"""
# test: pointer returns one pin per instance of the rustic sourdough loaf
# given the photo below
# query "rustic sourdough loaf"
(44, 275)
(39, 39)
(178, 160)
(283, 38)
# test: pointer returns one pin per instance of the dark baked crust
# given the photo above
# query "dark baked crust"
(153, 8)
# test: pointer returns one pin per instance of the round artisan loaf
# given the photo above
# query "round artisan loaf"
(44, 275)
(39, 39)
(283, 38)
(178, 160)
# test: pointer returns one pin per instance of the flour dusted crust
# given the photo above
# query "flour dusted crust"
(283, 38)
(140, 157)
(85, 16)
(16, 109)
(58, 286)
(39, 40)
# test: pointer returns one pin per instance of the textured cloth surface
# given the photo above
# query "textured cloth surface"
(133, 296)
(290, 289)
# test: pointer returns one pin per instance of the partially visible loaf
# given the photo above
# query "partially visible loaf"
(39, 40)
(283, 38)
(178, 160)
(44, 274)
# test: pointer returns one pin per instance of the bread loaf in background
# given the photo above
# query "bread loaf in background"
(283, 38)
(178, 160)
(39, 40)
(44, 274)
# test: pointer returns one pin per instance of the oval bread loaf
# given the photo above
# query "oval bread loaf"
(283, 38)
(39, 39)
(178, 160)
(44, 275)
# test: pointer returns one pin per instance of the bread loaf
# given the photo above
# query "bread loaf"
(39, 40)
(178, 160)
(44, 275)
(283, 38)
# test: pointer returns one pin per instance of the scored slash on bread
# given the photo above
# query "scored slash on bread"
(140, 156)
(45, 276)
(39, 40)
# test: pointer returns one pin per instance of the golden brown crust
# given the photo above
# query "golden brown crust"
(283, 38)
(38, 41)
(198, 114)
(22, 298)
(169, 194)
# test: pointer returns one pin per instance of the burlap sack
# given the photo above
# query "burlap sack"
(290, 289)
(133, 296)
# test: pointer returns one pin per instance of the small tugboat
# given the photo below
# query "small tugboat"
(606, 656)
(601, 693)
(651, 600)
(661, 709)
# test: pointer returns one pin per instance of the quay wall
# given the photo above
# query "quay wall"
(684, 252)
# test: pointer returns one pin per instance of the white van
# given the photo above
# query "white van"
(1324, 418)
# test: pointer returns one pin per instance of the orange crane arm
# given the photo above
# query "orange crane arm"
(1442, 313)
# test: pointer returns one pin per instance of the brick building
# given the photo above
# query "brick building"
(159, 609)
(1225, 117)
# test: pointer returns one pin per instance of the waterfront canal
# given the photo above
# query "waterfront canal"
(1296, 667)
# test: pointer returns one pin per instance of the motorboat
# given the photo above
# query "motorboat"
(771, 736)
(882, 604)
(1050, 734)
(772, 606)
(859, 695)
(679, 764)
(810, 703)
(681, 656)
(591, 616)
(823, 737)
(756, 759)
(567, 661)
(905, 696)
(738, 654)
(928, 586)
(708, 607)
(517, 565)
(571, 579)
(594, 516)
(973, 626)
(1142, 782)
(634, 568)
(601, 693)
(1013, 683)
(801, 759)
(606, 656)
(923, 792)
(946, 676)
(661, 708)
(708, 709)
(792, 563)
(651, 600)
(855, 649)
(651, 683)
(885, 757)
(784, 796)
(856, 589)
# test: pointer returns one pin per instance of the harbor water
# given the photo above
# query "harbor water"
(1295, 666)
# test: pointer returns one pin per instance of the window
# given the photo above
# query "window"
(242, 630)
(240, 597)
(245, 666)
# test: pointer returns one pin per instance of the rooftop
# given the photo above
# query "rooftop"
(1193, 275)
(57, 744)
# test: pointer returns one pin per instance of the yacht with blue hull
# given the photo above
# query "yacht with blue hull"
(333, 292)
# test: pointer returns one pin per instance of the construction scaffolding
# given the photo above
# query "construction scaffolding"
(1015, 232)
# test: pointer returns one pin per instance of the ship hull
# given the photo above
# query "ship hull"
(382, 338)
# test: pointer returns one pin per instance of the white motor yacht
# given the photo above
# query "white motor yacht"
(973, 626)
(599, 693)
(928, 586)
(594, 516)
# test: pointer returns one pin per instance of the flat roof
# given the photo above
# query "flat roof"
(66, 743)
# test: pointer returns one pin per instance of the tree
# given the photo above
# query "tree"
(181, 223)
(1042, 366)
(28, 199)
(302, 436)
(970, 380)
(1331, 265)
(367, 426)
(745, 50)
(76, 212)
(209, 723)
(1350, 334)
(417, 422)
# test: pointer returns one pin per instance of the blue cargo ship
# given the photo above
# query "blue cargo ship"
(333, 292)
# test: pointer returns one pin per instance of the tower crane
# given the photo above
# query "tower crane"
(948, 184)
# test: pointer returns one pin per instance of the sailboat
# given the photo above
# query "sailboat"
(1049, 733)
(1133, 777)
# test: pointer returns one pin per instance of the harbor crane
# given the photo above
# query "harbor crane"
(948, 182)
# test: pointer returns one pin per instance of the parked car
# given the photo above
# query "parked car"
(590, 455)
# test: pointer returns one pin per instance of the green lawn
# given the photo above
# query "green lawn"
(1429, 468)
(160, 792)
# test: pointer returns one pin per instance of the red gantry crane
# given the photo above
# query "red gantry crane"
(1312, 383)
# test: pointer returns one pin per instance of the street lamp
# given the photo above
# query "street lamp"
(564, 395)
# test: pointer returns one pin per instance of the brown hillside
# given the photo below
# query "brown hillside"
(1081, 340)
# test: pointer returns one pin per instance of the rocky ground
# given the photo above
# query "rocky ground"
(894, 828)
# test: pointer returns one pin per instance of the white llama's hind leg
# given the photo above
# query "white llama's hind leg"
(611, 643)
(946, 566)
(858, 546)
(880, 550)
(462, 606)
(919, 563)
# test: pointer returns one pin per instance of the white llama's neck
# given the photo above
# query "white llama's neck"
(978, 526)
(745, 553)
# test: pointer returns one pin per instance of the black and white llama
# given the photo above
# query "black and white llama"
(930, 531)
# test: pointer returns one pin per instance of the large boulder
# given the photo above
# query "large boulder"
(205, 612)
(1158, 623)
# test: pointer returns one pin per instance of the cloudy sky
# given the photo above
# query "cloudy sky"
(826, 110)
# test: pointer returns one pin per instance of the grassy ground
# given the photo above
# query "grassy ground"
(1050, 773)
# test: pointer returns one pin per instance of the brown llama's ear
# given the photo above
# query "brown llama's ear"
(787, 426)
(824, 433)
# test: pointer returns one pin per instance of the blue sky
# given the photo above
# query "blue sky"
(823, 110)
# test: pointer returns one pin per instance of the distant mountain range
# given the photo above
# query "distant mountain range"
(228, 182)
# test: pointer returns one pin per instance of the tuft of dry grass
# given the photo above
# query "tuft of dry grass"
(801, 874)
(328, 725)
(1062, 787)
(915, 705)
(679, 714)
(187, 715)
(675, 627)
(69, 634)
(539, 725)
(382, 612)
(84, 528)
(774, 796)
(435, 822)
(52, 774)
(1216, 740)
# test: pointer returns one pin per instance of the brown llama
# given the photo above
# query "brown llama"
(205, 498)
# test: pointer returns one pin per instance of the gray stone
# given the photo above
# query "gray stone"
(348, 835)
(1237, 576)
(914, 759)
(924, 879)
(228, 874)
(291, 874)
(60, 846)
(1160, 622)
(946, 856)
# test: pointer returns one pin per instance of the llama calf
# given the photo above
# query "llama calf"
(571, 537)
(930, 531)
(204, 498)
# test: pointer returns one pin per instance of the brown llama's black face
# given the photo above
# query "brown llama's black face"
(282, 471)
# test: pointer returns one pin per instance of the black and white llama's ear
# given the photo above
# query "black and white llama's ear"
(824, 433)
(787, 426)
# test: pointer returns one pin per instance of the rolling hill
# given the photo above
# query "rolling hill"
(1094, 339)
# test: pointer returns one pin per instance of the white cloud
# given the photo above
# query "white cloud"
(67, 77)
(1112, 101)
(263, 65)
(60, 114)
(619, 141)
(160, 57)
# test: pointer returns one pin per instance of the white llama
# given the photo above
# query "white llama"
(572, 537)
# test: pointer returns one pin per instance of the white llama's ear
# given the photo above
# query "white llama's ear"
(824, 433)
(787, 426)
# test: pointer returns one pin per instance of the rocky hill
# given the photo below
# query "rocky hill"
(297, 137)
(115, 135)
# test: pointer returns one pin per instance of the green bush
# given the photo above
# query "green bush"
"""
Lay out the rows from the line with "# test: pointer returns one pin per instance of the quay" to the line with "(1296, 667)" as a numbered list, leaving out blank lines.

1. # test: pointer returns one pin per instance of the quay wall
2. # given the photo above
3. # query "quay wall"
4. (684, 252)
5. # test: pointer returns one pin per instance of the white van
6. # given the photo above
7. # query "white van"
8. (1324, 418)
9. # test: pointer returns one pin per instance of the orange crane arm
10. # given the photo above
11. # query "orange crane arm"
12. (1442, 313)
13. # test: pointer returns one pin per instance of the brick building
14. # given the photo above
15. # query "brick building"
16. (159, 609)
17. (1225, 117)
18. # test: pointer returns one pin per instance of the waterfront canal
19. # given the photo above
20. # query "waterfront canal"
21. (1296, 667)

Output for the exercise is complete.